Required work → Copy every line of the listing below, requests included, but shift each answer coordinate by adding 70 to both of its numbers. Leave all other numbers unchanged.

Available data →
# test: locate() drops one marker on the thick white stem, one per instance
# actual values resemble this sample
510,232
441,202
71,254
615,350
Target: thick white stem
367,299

Finished task →
# test: locate() drops one marker on the thick white stem, one per instance
# actual values resemble this sample
510,232
441,202
71,254
615,350
Target: thick white stem
437,369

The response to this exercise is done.